>> begin

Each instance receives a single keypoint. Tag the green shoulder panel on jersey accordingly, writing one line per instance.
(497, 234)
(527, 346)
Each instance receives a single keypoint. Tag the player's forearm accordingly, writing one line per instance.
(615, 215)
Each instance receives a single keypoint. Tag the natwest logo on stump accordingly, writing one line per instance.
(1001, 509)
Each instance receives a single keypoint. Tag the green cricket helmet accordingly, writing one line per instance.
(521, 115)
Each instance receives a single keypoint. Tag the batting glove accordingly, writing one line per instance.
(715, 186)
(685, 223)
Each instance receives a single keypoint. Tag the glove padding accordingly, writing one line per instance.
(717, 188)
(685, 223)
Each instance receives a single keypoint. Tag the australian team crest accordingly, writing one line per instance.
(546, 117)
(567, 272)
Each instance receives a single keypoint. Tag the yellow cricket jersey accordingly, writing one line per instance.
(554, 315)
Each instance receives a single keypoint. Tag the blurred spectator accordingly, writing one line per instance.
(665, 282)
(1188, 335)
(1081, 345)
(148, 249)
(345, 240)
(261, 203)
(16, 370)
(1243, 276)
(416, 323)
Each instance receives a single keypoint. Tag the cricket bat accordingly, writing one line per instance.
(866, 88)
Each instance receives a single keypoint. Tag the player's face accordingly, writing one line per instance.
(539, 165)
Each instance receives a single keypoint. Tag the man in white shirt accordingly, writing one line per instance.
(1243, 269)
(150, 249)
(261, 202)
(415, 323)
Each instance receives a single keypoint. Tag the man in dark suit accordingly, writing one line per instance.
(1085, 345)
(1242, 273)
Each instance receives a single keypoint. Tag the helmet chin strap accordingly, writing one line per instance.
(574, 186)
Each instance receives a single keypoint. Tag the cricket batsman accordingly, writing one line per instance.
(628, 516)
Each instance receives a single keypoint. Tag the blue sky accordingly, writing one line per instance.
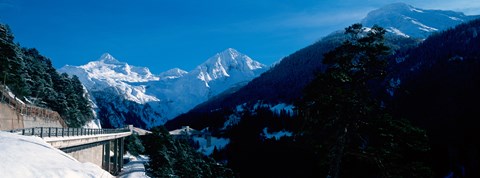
(163, 34)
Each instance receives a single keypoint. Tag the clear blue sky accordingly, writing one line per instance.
(163, 34)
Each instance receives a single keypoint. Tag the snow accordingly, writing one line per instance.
(276, 135)
(215, 142)
(397, 32)
(407, 21)
(28, 156)
(135, 168)
(282, 106)
(183, 131)
(93, 124)
(168, 94)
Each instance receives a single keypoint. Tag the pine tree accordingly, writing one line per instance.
(350, 129)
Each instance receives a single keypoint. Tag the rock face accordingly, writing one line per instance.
(408, 21)
(126, 94)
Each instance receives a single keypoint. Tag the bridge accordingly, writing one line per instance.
(103, 147)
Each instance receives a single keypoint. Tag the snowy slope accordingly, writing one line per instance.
(405, 20)
(130, 94)
(27, 156)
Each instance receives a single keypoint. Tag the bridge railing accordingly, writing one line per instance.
(65, 132)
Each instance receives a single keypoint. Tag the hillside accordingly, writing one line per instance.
(284, 83)
(33, 80)
(27, 156)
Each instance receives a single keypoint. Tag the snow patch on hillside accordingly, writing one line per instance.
(29, 156)
(220, 143)
(276, 135)
(157, 98)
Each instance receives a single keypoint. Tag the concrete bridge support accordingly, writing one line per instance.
(113, 163)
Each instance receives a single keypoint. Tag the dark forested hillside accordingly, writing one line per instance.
(439, 92)
(284, 83)
(32, 78)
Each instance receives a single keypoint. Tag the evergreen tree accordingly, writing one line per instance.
(175, 158)
(351, 131)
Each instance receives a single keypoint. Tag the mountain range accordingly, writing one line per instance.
(126, 94)
(130, 94)
(284, 83)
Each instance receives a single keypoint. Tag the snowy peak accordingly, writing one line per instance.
(108, 59)
(173, 73)
(131, 94)
(225, 63)
(408, 21)
(107, 67)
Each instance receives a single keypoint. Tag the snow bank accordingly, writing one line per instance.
(27, 156)
(135, 168)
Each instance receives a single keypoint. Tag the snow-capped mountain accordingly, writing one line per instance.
(128, 94)
(408, 21)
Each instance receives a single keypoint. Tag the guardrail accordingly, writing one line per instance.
(65, 132)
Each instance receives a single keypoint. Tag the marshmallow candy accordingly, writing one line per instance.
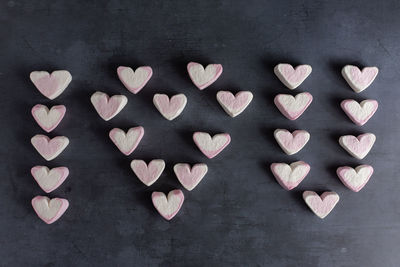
(49, 148)
(170, 108)
(291, 143)
(359, 80)
(321, 205)
(291, 77)
(358, 146)
(211, 146)
(292, 107)
(290, 176)
(359, 113)
(49, 210)
(48, 119)
(51, 85)
(134, 81)
(355, 179)
(201, 77)
(108, 107)
(188, 176)
(169, 206)
(234, 104)
(127, 142)
(148, 174)
(49, 180)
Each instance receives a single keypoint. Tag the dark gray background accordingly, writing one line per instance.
(238, 215)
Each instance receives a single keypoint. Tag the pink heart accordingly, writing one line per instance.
(52, 85)
(211, 146)
(49, 148)
(47, 119)
(323, 205)
(201, 77)
(290, 176)
(291, 77)
(190, 177)
(49, 180)
(49, 210)
(108, 107)
(134, 81)
(148, 174)
(359, 80)
(355, 179)
(234, 105)
(358, 146)
(292, 107)
(169, 206)
(170, 108)
(127, 142)
(291, 143)
(359, 113)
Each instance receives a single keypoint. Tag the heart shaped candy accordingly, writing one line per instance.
(49, 210)
(51, 85)
(169, 206)
(234, 104)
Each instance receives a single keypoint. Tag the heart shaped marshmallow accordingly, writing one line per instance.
(211, 146)
(292, 77)
(170, 108)
(291, 143)
(51, 85)
(49, 180)
(234, 104)
(359, 146)
(190, 177)
(323, 205)
(292, 107)
(355, 179)
(290, 176)
(47, 119)
(359, 113)
(134, 81)
(108, 107)
(127, 142)
(49, 210)
(49, 148)
(148, 174)
(169, 206)
(359, 80)
(201, 77)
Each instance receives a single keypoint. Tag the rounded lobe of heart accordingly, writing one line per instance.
(170, 108)
(359, 113)
(355, 179)
(190, 177)
(134, 81)
(234, 105)
(323, 205)
(201, 77)
(359, 146)
(51, 85)
(108, 107)
(291, 143)
(169, 206)
(148, 174)
(293, 107)
(49, 180)
(292, 77)
(49, 210)
(127, 142)
(47, 119)
(211, 147)
(49, 148)
(290, 176)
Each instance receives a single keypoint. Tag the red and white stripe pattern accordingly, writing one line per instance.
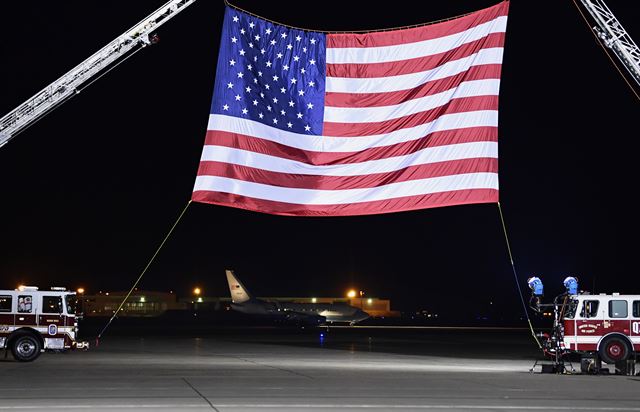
(410, 122)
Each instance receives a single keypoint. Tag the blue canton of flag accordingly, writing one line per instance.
(270, 74)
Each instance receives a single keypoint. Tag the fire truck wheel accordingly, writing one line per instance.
(25, 348)
(614, 349)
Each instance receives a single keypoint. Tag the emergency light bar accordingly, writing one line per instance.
(571, 283)
(536, 286)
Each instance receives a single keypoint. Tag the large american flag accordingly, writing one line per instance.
(314, 124)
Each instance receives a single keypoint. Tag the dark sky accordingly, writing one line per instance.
(88, 193)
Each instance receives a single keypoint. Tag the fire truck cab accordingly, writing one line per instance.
(32, 321)
(606, 324)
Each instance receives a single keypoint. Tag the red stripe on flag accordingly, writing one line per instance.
(467, 104)
(250, 174)
(428, 32)
(258, 145)
(353, 70)
(333, 99)
(400, 204)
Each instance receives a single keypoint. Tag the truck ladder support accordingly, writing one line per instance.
(69, 84)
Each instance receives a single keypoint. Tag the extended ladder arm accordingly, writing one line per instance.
(68, 85)
(615, 36)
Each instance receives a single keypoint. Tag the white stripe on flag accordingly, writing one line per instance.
(417, 49)
(492, 55)
(488, 87)
(277, 164)
(333, 197)
(480, 118)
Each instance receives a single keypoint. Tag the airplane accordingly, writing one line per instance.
(317, 314)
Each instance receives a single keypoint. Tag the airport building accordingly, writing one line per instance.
(151, 303)
(139, 304)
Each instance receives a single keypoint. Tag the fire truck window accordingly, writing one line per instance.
(72, 304)
(618, 309)
(589, 309)
(51, 304)
(5, 303)
(25, 303)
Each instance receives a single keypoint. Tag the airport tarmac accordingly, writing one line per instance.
(264, 369)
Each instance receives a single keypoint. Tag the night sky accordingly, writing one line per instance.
(88, 193)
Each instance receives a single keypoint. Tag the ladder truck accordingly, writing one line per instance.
(70, 84)
(614, 36)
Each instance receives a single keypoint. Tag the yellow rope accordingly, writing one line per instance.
(515, 274)
(143, 272)
(226, 2)
(606, 51)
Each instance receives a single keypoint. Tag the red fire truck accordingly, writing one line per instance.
(606, 324)
(32, 321)
(604, 327)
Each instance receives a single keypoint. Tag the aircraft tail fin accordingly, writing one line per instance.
(239, 294)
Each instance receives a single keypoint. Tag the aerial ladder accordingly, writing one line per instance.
(614, 36)
(70, 84)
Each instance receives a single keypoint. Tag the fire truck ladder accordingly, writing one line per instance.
(67, 86)
(615, 36)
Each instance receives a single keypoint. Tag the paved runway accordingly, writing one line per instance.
(273, 370)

>> end

Please return the records above word for word, starting at the line that contains "truck ladder accordingly, writing one line per instance." and ending at the last line of the records.

## RESPONSE
Each instance receives a single keypoint. Tag the fire truck ladder accordingly, writing one line per instance.
(67, 86)
(615, 36)
Each instance receives a single keypoint. Tag the paved runway accordingly, writing one line per instance.
(273, 370)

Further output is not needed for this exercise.